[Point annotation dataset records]
-- start --

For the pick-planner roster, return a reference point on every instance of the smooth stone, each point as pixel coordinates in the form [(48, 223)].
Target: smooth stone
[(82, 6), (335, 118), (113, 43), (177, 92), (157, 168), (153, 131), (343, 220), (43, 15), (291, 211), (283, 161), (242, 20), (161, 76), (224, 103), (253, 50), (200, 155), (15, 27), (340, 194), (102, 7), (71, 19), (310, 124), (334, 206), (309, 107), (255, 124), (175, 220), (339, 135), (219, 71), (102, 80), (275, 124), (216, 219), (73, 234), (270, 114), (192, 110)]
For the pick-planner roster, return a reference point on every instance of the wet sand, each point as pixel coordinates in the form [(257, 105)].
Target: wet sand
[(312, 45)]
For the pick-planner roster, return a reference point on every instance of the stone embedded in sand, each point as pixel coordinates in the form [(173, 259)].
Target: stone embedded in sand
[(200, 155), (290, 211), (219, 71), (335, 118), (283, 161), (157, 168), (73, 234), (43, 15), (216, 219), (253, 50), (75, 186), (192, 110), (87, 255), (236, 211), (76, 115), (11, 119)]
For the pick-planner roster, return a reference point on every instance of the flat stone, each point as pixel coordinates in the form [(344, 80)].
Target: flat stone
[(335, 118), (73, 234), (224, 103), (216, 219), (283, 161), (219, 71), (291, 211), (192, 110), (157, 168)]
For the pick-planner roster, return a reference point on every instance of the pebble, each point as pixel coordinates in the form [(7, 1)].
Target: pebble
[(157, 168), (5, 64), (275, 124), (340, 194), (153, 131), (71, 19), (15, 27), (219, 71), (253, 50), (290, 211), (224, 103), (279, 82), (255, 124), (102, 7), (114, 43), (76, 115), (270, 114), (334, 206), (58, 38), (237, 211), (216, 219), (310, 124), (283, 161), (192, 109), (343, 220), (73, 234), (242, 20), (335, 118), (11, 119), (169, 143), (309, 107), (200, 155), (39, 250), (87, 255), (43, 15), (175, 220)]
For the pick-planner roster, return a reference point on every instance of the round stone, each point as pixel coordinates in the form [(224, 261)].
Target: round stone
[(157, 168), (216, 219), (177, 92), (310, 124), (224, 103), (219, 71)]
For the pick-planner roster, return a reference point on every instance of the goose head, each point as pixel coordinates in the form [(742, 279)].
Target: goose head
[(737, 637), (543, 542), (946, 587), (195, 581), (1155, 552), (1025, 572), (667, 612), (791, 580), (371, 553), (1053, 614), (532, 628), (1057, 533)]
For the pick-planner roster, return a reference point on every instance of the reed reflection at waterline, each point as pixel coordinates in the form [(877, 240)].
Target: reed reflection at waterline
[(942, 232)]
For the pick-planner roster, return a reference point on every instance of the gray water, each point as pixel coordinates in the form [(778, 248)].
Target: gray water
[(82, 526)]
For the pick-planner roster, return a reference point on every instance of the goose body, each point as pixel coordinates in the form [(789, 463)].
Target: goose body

-- end --

Exercise aim
Copy out the whole listing, exactly as written.

Solution below
For the pick-planner roster, return a reference point on every instance of the smooth stone, each point as pixel coordinates in the form [(48, 223)].
Target: smooth stone
[(82, 6), (335, 118), (113, 43), (177, 92), (157, 168), (153, 131), (343, 220), (43, 15), (291, 211), (283, 161), (242, 20), (161, 76), (224, 103), (253, 50), (200, 155), (15, 27), (340, 194), (102, 7), (71, 19), (310, 124), (334, 206), (309, 107), (255, 124), (175, 220), (339, 135), (219, 71), (102, 80), (275, 124), (216, 219), (73, 234), (270, 114), (192, 110)]
For the pick-planner roster, return a reference point on every instance of the wet sand, each point as pixel coordinates in the form [(257, 105)].
Target: wet sand
[(312, 45)]
For the pick-planner roster, return a reference point on every instance of the stone embedded in sand, each point as pixel coordinates in the form [(173, 259)].
Target: stone embedded in sand
[(200, 155), (290, 211), (219, 71), (335, 118), (283, 161), (157, 168), (73, 234), (43, 15), (216, 219), (253, 50), (75, 186), (192, 110), (87, 255), (236, 211), (76, 115), (11, 119)]
For the pick-planner roster, return a reference point on every instance of the flat stone, each point as pixel coordinates in the form [(344, 80)].
Target: flat stone
[(335, 118), (73, 234), (224, 103), (216, 219), (283, 161), (219, 71), (291, 211), (192, 110), (157, 168)]
For the pick-planner roster, return a reference point on every instance of the pebble, each point as pixel coordinates in the form [(7, 1)].
Target: pebble
[(157, 168), (5, 64), (275, 124), (340, 194), (153, 131), (71, 19), (15, 27), (219, 71), (253, 50), (290, 211), (224, 103), (279, 82), (255, 124), (102, 7), (114, 43), (76, 115), (270, 114), (334, 206), (58, 38), (237, 211), (216, 219), (310, 124), (283, 161), (192, 109), (343, 220), (73, 234), (242, 20), (335, 118), (11, 119), (169, 143), (309, 107), (200, 155), (39, 250), (87, 255), (43, 15), (175, 220)]
For the pick-planner roster, return a reference point on every instance of the round stone, each point as pixel coordinates in the form [(224, 261)].
Target: round stone
[(157, 168), (216, 219), (177, 92), (310, 124), (224, 103), (219, 71)]
For the pick-planner roster, return a reference point on every instance of the goose head, each point as pixel coordinates in the form [(742, 279)].
Target: goose head
[(737, 637), (543, 542), (946, 587), (195, 581), (1155, 552), (1025, 572), (667, 612), (791, 580), (371, 553), (1053, 614), (532, 628), (1057, 533)]
For the pick-planner roster, return a reference point on every instance of the reed reflection at waterline, each point as pixel coordinates in the form [(877, 240)].
Target: reed reflection at waterline
[(942, 232)]
For the pick-planner roster, return a reference point on every instance of the gray water, each point as pixel coordinates in the form [(778, 248)].
Target: gray water
[(82, 526)]
For the pick-planner roster, return a reference point on every instance of the goose body, each point as pixel coordinates in the form [(789, 463)].
Target: goose body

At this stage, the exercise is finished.